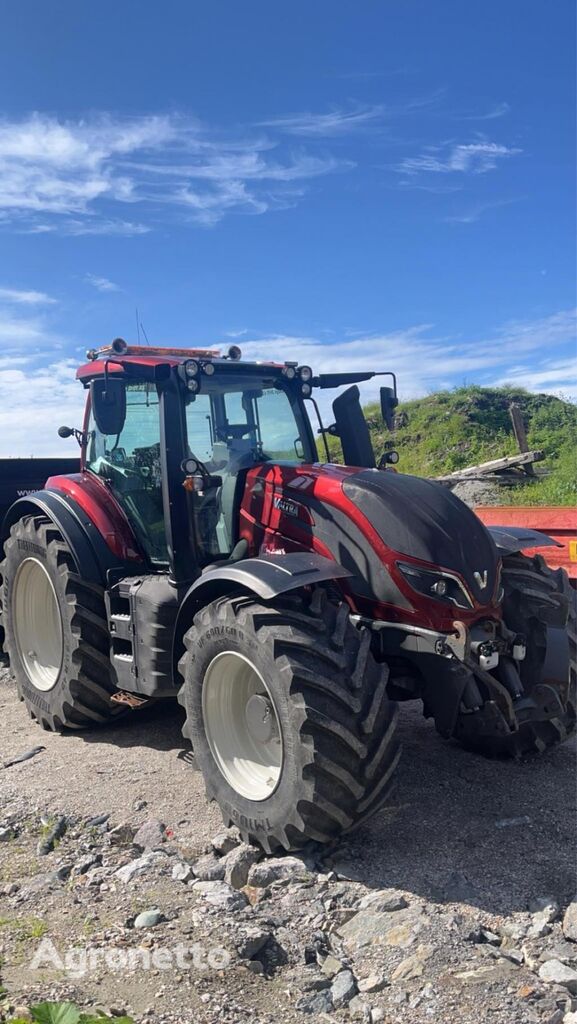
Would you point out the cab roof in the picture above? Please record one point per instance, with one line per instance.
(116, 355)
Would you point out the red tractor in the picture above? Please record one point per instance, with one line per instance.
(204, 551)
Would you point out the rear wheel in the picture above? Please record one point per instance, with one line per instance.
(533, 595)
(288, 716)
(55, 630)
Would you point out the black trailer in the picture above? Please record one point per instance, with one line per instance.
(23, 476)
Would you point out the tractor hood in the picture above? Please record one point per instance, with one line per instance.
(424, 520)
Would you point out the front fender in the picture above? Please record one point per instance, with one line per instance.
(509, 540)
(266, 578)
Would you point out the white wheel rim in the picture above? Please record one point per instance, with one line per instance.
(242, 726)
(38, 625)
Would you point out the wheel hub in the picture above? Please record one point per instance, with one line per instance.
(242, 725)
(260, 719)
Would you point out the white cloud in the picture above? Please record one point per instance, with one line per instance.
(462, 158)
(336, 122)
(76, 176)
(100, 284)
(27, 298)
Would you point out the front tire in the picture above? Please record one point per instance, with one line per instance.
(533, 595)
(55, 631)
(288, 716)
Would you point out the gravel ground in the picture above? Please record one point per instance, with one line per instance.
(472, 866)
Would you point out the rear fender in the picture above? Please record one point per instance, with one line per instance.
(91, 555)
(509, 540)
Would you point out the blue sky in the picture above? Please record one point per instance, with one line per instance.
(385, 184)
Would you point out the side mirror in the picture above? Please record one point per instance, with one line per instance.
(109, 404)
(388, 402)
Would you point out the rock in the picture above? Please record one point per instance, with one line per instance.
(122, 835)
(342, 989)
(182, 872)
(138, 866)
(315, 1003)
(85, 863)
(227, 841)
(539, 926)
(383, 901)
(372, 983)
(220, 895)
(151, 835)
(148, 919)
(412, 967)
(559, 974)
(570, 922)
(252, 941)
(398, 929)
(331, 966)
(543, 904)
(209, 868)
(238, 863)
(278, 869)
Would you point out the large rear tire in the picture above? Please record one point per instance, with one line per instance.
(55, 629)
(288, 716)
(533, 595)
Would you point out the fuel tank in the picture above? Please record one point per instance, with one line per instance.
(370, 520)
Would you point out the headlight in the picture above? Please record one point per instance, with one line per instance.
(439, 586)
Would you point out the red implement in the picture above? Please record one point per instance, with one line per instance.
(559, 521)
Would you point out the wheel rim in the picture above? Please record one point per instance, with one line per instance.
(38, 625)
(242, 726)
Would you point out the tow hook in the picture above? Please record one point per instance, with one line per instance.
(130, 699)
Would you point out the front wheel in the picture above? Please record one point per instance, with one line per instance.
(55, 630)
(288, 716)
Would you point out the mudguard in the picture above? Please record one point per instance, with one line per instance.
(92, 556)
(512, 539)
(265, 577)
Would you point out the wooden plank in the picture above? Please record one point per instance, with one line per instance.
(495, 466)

──────────

Please repeat every row above word for word, in the same order, and leave the picture out.

- [Solution below]:
Would you point out the cab roof in the picture above? Please record one point per instance, with one line per instance.
(116, 355)
Would you point out the red tractor in the picture above? Please record one point per instance, with one line per instance.
(204, 551)
Would you point out the rear wheel in the picture above? Please record one point per instance, with one line per instance.
(533, 595)
(288, 716)
(55, 630)
Would you point out the black trailer in the picture above? Please record one point per instance, with one line per instance.
(23, 476)
Would you point out the tractor hood in the picture above? Please record one point per instance, with one line per instance.
(424, 520)
Would you point out the front fender in the picture above? Please record one point per instance, with one line per instance.
(509, 540)
(266, 578)
Would you point out the white wheel rim in the picture above? Please record one point per instance, with one line per instance.
(242, 726)
(38, 625)
Would you point out the wheel hub in the picture above? Please record one point per instance, with one line per instance.
(242, 725)
(260, 719)
Would you point out the white cloud in the picture above? Please record one point per instance, with one line per instance.
(462, 158)
(336, 122)
(76, 176)
(100, 284)
(27, 298)
Would you point out the front tire in the picture above? Please record one point per instance, with one line per instance.
(533, 595)
(55, 631)
(288, 716)
Would you point out the gravel ground in the picture above? Please record one point per instance, with one line per instance.
(472, 866)
Would you point out the rear fender in the picture above? Please record one point per instance, with one line per instance.
(91, 555)
(509, 540)
Would you point out the blue sky in the picture above? Please record one point per instance, with one line per instance.
(385, 184)
Would you point out the side mirror in the picture above? Please record one point per instance, with one line per instance.
(109, 404)
(388, 402)
Would you point out the rock in the picture above? Please record one point per instance, with one line per instance.
(122, 835)
(342, 989)
(182, 872)
(138, 866)
(315, 1003)
(85, 863)
(227, 841)
(539, 926)
(383, 901)
(372, 983)
(220, 895)
(151, 835)
(148, 919)
(412, 967)
(559, 974)
(570, 922)
(252, 941)
(398, 929)
(331, 966)
(543, 904)
(209, 868)
(238, 863)
(278, 869)
Would you point out the large rear tire in the picture above? Please record one point per instance, with one line per instance.
(55, 629)
(288, 716)
(533, 595)
Would you point out the fuel tank in the picture above? Please record one point per instance, with one line per instance.
(370, 520)
Would you point out the headlight in the picture above? Please record one point per instance, with one line per instance.
(439, 586)
Would you point out the red implement in the picture above? Please record one point per instance, with one line per instance.
(559, 521)
Would you point out the wheel rim in the picture above? Please record one point per instance, with one line per instance.
(38, 625)
(242, 726)
Would you point out the tow hook in the picture above? Please record one point per instance, with one line per instance.
(130, 699)
Would you point out the front wheel in the picture above? Please record one point per instance, with one line per instance.
(55, 630)
(288, 716)
Would you point out the mudguard in the picture above? Please record one point per instance, with one line per instance.
(92, 556)
(512, 539)
(265, 577)
Would you point out the wooden plank in the picture above? Please record one point per instance, with one line per instance.
(495, 466)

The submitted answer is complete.